» The task:
Rewrite every line of the entries below as a numbered list, leaving out blank lines and the pictures.

» Extracted records:
»»
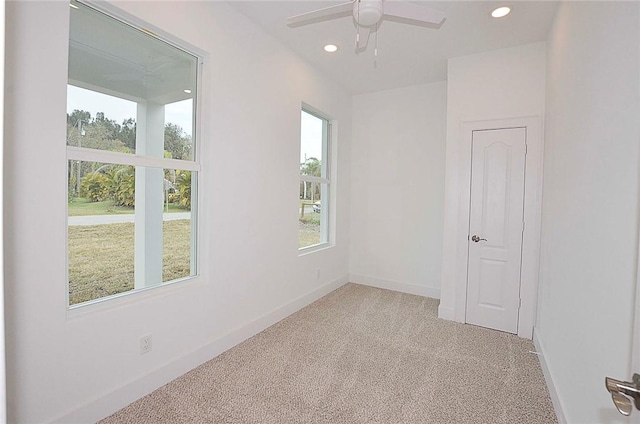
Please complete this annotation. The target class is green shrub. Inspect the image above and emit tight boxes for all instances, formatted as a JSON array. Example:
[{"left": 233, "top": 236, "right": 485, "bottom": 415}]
[
  {"left": 176, "top": 171, "right": 191, "bottom": 209},
  {"left": 80, "top": 172, "right": 109, "bottom": 202},
  {"left": 109, "top": 166, "right": 136, "bottom": 206}
]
««
» Response to the exercise:
1. Please complete this annotation. The target class is green shrub. Inspect the image above and emit tight boxes for all instances, formatted as a JSON array. Example:
2. [{"left": 233, "top": 236, "right": 485, "bottom": 415}]
3. [
4.   {"left": 176, "top": 171, "right": 191, "bottom": 209},
5.   {"left": 80, "top": 172, "right": 109, "bottom": 202},
6.   {"left": 109, "top": 166, "right": 136, "bottom": 206}
7. ]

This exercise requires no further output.